Work required: Continue the commentary on Boris Johnson's hold on power, picking up after its final sentence.

One former Downing Street insider suggested on Tuesday night that the Prime Minister could call Mr Sunak’s bluff by suddenly announcing to the House that he had decided to scrap the health and social care levy, a move guaranteed to win over backbenchers and swathes of the general public.
“The only trouble is that would require the sort of forward thinking that Number 10 currently seems to lack,” the source added.
In a rare moment of acuity, Sir Ed Davey, the Liberal Democrat leader, summed up the problem for the opposition by saying: “No other leader in any other organisation would be allowed to continue after law-breaking on this scale.”
Indeed not. Because Mr Johnson is unlike any other leader. No other leader, after walking the streets of Ukraine with Volodymyr Zelensky at the weekend, would prompt the war-torn country’s parliament to declare to the world: “Be brave, like Boris.”
So if it had not been for Ukraine, the cost of living crisis and Mr Sunak’s sudden fall from grace, Mr Johnson would undoubtedly be under much more pressure to step down right now.

Given records:
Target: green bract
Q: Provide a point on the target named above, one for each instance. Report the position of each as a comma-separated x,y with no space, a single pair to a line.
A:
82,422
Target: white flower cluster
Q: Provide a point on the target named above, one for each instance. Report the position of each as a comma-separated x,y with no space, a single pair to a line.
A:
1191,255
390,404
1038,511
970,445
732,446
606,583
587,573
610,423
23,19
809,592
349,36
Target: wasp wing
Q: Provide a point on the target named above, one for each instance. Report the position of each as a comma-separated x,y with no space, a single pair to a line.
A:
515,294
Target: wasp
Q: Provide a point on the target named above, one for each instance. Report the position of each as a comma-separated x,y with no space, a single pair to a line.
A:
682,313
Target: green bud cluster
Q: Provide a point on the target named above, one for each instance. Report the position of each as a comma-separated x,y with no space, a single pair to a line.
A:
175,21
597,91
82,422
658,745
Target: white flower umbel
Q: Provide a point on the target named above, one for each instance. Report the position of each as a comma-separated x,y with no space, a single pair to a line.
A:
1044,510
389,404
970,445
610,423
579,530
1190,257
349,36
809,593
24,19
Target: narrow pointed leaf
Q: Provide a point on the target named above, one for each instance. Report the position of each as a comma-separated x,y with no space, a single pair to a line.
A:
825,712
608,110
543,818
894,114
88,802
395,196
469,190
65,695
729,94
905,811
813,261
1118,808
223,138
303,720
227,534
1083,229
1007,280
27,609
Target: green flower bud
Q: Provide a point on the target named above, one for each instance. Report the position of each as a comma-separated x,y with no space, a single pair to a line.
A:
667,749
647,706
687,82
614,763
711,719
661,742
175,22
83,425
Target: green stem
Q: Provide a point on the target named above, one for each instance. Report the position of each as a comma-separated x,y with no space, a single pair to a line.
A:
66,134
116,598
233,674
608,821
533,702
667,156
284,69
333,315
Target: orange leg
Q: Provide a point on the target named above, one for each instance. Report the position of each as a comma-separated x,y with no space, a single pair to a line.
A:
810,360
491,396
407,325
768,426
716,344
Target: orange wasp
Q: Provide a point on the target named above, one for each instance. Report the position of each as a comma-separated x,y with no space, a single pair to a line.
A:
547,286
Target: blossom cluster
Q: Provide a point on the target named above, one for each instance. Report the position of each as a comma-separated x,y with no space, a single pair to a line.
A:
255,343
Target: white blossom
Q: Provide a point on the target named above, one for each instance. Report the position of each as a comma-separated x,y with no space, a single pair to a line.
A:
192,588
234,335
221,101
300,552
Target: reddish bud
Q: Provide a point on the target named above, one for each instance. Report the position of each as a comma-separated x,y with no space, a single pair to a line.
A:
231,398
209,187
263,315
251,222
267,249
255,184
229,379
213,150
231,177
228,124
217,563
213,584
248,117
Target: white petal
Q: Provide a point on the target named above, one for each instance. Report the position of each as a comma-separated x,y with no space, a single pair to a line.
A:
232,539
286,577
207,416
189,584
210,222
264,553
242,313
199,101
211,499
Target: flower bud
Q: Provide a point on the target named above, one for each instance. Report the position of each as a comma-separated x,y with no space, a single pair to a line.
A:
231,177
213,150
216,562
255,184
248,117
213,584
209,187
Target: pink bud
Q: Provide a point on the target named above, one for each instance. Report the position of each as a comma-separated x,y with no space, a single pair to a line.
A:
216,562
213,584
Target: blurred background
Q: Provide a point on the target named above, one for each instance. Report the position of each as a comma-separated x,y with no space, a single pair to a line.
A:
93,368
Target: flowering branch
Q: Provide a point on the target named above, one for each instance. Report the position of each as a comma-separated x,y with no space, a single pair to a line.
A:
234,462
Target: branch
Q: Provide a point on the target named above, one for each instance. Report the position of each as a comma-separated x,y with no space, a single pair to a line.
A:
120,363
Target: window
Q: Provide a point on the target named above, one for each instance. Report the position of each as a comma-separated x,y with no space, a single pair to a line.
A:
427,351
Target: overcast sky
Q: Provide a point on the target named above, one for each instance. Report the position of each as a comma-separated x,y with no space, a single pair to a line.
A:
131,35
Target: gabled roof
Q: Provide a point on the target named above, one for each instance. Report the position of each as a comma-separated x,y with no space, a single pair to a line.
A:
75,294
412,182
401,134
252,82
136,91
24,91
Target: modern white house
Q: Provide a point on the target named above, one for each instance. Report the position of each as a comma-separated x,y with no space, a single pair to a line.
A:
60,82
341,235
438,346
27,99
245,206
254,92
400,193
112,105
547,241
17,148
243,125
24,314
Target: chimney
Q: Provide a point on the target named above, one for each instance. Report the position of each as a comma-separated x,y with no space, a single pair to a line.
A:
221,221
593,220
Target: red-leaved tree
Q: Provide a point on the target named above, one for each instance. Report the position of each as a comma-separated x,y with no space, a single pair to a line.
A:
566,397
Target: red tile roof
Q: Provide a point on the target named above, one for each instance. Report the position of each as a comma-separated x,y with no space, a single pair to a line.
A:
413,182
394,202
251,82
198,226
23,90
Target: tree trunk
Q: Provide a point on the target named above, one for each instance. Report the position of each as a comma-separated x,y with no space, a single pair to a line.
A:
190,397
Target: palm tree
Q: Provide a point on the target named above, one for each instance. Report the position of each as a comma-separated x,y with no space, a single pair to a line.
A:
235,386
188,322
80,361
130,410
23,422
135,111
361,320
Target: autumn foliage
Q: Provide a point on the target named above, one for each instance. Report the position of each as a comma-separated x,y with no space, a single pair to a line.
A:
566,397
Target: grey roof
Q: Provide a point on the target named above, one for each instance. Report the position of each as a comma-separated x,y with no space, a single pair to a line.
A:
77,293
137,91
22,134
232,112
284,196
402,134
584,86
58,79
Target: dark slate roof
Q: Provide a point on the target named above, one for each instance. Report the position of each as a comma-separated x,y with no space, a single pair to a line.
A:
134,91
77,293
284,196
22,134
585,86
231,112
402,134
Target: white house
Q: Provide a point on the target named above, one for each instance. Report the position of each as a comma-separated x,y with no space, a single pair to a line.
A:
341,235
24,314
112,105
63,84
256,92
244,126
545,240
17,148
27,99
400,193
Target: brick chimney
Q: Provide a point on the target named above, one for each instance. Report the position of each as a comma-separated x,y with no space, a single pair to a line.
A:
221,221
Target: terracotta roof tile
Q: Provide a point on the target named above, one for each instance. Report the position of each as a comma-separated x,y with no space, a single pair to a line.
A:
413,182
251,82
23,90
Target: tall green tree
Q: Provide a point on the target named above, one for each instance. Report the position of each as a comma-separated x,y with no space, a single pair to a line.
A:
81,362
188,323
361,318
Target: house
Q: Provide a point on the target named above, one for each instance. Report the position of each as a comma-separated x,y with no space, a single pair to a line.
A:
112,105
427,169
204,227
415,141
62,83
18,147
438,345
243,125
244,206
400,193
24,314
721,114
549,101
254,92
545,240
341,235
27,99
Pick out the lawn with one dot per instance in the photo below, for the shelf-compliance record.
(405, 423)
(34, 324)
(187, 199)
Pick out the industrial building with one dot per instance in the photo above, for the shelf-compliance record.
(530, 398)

Response to the exercise:
But the Prime Minister has been having a good war, even if the surveys suggest he is losing the battle on the home front.
His hero Sir Winston Churchill famously said that “failure is not fatal, it’s the courage to continue that counts”. Yet will the British public view Mr Johnson as “brave” for clinging on to power?
Some certainly will – and there is no denying that the Prime Minister retains a significant fan base which, having already priced in his casual relationship with the truth, regards him as the victim of a witch-hunt.
Others will rightly point out that the Covid rules were ridiculous in the first place, clinging on to the hope that a Prime Minister hoist by his own petard will be less liberal with his dispensing of our civil liberties in future.